- Exercise goal -
Reproduce all of the data below with every "even-odd" swapped for "nonzero" and nothing else altered. Leave the pictures out.

- Extracted entries -
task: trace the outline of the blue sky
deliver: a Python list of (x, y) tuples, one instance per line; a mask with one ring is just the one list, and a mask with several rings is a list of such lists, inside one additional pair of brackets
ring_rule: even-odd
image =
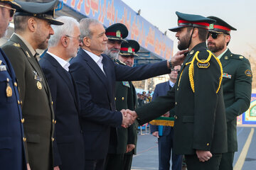
[[(233, 53), (256, 58), (256, 1), (253, 0), (122, 0), (133, 10), (141, 9), (141, 16), (163, 33), (177, 25), (176, 11), (215, 16), (238, 29), (231, 32), (228, 45)], [(178, 50), (175, 33), (167, 31)]]

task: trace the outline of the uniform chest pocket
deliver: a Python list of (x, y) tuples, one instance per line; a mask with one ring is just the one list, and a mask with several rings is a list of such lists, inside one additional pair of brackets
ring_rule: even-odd
[(0, 103), (14, 102), (14, 82), (7, 71), (0, 72)]

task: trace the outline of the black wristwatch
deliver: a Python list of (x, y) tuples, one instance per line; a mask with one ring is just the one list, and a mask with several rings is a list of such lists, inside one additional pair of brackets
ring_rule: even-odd
[(169, 59), (169, 60), (168, 60), (168, 62), (169, 63), (170, 69), (174, 69), (174, 67), (172, 66), (172, 64), (171, 64), (171, 59)]

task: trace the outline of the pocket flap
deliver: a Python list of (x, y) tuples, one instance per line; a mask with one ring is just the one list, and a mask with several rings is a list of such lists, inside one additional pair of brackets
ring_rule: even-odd
[(194, 116), (193, 115), (183, 115), (182, 118), (182, 122), (183, 123), (193, 123)]
[(28, 142), (40, 143), (40, 136), (37, 134), (27, 134), (26, 135)]
[(0, 137), (0, 149), (12, 148), (11, 137)]

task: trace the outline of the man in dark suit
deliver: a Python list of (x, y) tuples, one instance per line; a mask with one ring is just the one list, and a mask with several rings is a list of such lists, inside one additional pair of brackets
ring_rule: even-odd
[[(83, 18), (80, 22), (82, 46), (71, 60), (70, 70), (78, 85), (84, 132), (85, 167), (103, 169), (109, 149), (110, 126), (127, 127), (132, 123), (129, 115), (117, 111), (114, 105), (115, 81), (147, 79), (170, 72), (169, 62), (131, 68), (114, 64), (107, 55), (107, 38), (98, 21)], [(181, 62), (179, 52), (175, 62)]]
[[(0, 1), (0, 38), (18, 7), (11, 0)], [(0, 167), (3, 170), (26, 169), (19, 100), (14, 70), (0, 49)]]
[[(80, 45), (79, 23), (68, 16), (53, 26), (55, 34), (49, 40), (46, 54), (39, 61), (53, 101), (55, 124), (55, 169), (84, 170), (84, 143), (79, 120), (79, 98), (68, 62), (77, 55)], [(58, 169), (59, 168), (59, 169)]]
[(228, 126), (228, 152), (223, 154), (220, 170), (233, 169), (235, 152), (238, 151), (237, 116), (246, 111), (250, 104), (252, 73), (250, 62), (228, 48), (230, 31), (236, 29), (215, 16), (217, 22), (209, 30), (208, 47), (220, 59), (223, 67), (223, 95)]
[(31, 169), (53, 169), (54, 114), (50, 91), (36, 59), (36, 49), (46, 49), (53, 30), (50, 24), (63, 23), (53, 18), (58, 1), (50, 3), (18, 1), (14, 16), (14, 32), (2, 47), (10, 59), (20, 89), (24, 142)]
[[(157, 96), (165, 96), (176, 81), (178, 74), (181, 69), (181, 66), (174, 67), (171, 69), (169, 76), (169, 81), (159, 84), (156, 86), (153, 94), (154, 101)], [(174, 118), (175, 114), (174, 109), (171, 109), (164, 116)], [(158, 138), (159, 147), (159, 169), (169, 170), (170, 169), (170, 159), (171, 153), (171, 169), (181, 170), (182, 155), (176, 154), (173, 149), (174, 145), (174, 128), (163, 125), (150, 125), (152, 135)]]
[(178, 48), (188, 47), (189, 52), (174, 88), (136, 112), (127, 113), (138, 116), (143, 125), (175, 106), (174, 152), (185, 154), (188, 169), (218, 169), (228, 148), (222, 67), (206, 43), (209, 25), (215, 21), (176, 14), (178, 27), (170, 30), (177, 32)]

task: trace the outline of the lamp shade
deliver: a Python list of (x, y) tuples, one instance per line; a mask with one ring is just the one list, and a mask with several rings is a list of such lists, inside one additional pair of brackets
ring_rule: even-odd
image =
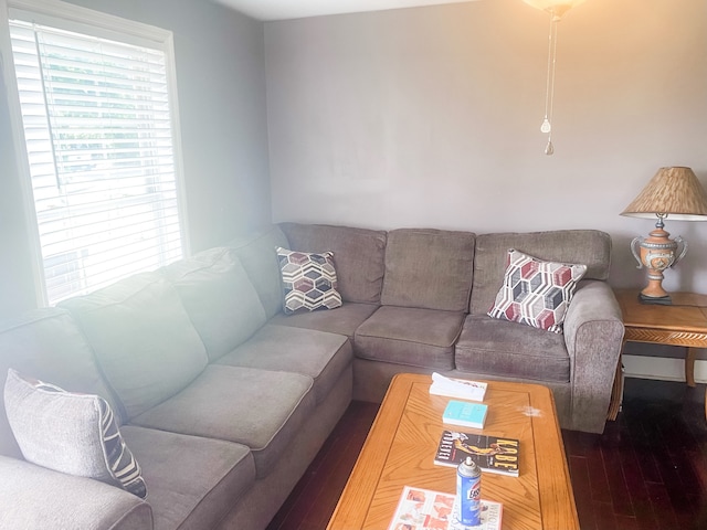
[(561, 19), (564, 13), (584, 0), (523, 0), (528, 6), (536, 9), (547, 11), (557, 20)]
[(707, 221), (707, 193), (690, 168), (661, 168), (621, 215)]

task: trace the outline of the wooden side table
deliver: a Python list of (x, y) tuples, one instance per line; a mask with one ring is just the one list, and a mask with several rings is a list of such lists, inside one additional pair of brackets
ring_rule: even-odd
[[(623, 312), (624, 346), (632, 341), (687, 347), (685, 381), (688, 386), (695, 386), (696, 348), (707, 348), (707, 295), (672, 293), (672, 306), (641, 304), (639, 292), (633, 289), (616, 290), (615, 295)], [(609, 420), (615, 420), (619, 414), (622, 389), (620, 356), (609, 405)], [(707, 402), (705, 412), (707, 414)]]

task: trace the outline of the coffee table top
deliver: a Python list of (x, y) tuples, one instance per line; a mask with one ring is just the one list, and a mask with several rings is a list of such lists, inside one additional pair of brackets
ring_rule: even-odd
[[(454, 468), (433, 463), (449, 428), (442, 412), (450, 398), (430, 395), (431, 382), (411, 373), (393, 378), (328, 529), (388, 528), (404, 486), (454, 492)], [(519, 476), (485, 473), (482, 479), (482, 498), (504, 505), (504, 530), (579, 530), (550, 390), (489, 381), (484, 403), (482, 432), (520, 441)]]

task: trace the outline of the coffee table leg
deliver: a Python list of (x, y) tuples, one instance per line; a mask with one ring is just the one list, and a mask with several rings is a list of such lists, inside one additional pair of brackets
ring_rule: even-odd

- Result below -
task: trace the outline of the blue sky
deliver: a Python list of (x, y) tuples, one instance per line; a mask with one ring is just the one list, and a mask with several rings is a list of such lists, inside one additional pair of brackets
ring_rule: nonzero
image =
[[(233, 53), (256, 58), (256, 1), (253, 0), (122, 0), (133, 10), (141, 9), (141, 16), (163, 33), (177, 25), (176, 11), (215, 16), (238, 29), (231, 32), (228, 45)], [(178, 50), (175, 33), (167, 31)]]

task: trace the outline of the uniform chest pocket
deliver: a Python list of (x, y) tuples, one instance per line; a mask with one ring is just the one list, and a mask with several rings is a list of such lists, inside one additional pair of brackets
ring_rule: nonzero
[(0, 103), (14, 102), (14, 82), (7, 71), (0, 72)]

task: trace the outline of the black wristwatch
deliver: a Python list of (x, y) tuples, one instance per line; a mask with one ring is just the one list, and a mask with several rings is a list of such lists, inside one additional pair of brackets
ring_rule: nonzero
[(169, 59), (169, 60), (168, 60), (168, 62), (169, 63), (170, 69), (174, 69), (174, 67), (172, 66), (172, 64), (171, 64), (171, 59)]

task: trace the outline of the pocket flap
deliver: a Python list of (x, y) tuples, one instance per line; a mask with one ring is just the one list, and a mask with several rings is a list of such lists, inside one additional pair of brackets
ring_rule: nonzero
[(194, 116), (193, 115), (183, 115), (182, 118), (182, 122), (183, 123), (193, 123)]
[(28, 142), (40, 143), (40, 136), (37, 134), (27, 134), (26, 135)]
[(0, 137), (0, 149), (12, 148), (11, 137)]

task: trace the outline of the man in dark suit
deliver: a Python list of (x, y) tuples, one instance per line; a mask with one ring is just the one list, and a mask with several rings is a list of such lists, inside one additional pair of brackets
ring_rule: nonzero
[[(83, 18), (80, 22), (82, 46), (71, 60), (70, 70), (78, 85), (84, 132), (85, 167), (103, 169), (109, 149), (110, 126), (127, 127), (132, 123), (129, 115), (117, 111), (114, 105), (115, 81), (147, 79), (170, 72), (169, 62), (131, 68), (114, 64), (107, 55), (107, 38), (98, 21)], [(181, 62), (179, 52), (175, 62)]]
[[(0, 1), (0, 38), (18, 7), (11, 0)], [(0, 167), (3, 170), (26, 169), (19, 100), (14, 70), (0, 49)]]
[[(80, 45), (79, 23), (68, 16), (53, 26), (55, 34), (49, 40), (46, 54), (39, 61), (53, 101), (55, 124), (55, 169), (84, 170), (84, 143), (79, 120), (79, 98), (68, 62), (77, 55)], [(58, 169), (59, 168), (59, 169)]]
[(228, 126), (228, 152), (223, 154), (220, 170), (233, 169), (235, 152), (238, 151), (237, 116), (246, 111), (250, 104), (252, 73), (250, 62), (228, 48), (230, 31), (236, 29), (215, 16), (217, 22), (209, 30), (208, 47), (220, 59), (223, 67), (223, 95)]
[(31, 169), (53, 169), (54, 114), (50, 91), (36, 59), (36, 49), (46, 49), (53, 30), (50, 24), (63, 23), (53, 18), (58, 1), (50, 3), (18, 1), (14, 16), (14, 32), (2, 47), (10, 59), (20, 89), (24, 142)]
[[(157, 96), (165, 96), (176, 81), (178, 74), (181, 69), (181, 66), (174, 67), (171, 69), (169, 76), (169, 81), (159, 84), (156, 86), (153, 94), (154, 101)], [(174, 118), (175, 114), (174, 109), (171, 109), (164, 116)], [(158, 138), (159, 147), (159, 169), (169, 170), (170, 169), (170, 159), (171, 153), (171, 169), (181, 170), (182, 155), (176, 154), (173, 149), (174, 145), (174, 128), (163, 125), (150, 125), (152, 135)]]
[(178, 48), (188, 47), (189, 52), (174, 88), (136, 112), (127, 113), (138, 116), (143, 125), (175, 106), (174, 152), (185, 154), (188, 169), (218, 169), (228, 148), (222, 67), (206, 43), (209, 25), (215, 21), (176, 14), (178, 27), (170, 30), (177, 32)]

task: trace the outline of the lamp shade
deliver: a Python list of (x, y) tuples, one instance per line; a mask with one ring is just the one list, and a mask with several rings is a list of such lists, inside one additional pair of brackets
ring_rule: nonzero
image =
[(561, 19), (564, 13), (584, 0), (523, 0), (528, 6), (536, 9), (547, 11), (557, 20)]
[(707, 221), (707, 193), (690, 168), (661, 168), (621, 215)]

task: trace the outline of the wooden side table
deliver: a Python list of (x, y) tuples, one instance per line; a mask with one ring is just the one list, and a mask with several rings is a list of such lists, inside one additional pair of brackets
ring_rule: nonzero
[[(623, 312), (624, 346), (632, 341), (687, 347), (685, 381), (688, 386), (695, 386), (696, 348), (707, 348), (707, 295), (672, 293), (672, 306), (641, 304), (639, 292), (633, 289), (616, 290), (615, 295)], [(609, 420), (615, 420), (619, 414), (622, 389), (620, 356), (609, 405)], [(707, 402), (705, 412), (707, 414)]]

task: trace the outline of the coffee table top
deliver: a Python list of (x, y) tuples, one instance per line; a mask with one ring is just the one list, and a mask with several rings is a list of such lists, inside one additional pair of brackets
ring_rule: nonzero
[[(454, 468), (433, 463), (449, 428), (442, 412), (450, 398), (430, 395), (431, 382), (411, 373), (393, 378), (328, 529), (388, 528), (404, 486), (454, 492)], [(519, 476), (485, 473), (482, 479), (482, 498), (504, 505), (504, 530), (579, 530), (550, 390), (489, 381), (484, 403), (482, 432), (520, 441)]]

task: trace the outline of the coffee table leg
deliver: a Python list of (x, y) tuples, one instance per line; a mask with one ring is just the one list, and a mask with several rings is a list of such lists, inside one additional pair of brackets
ring_rule: nonzero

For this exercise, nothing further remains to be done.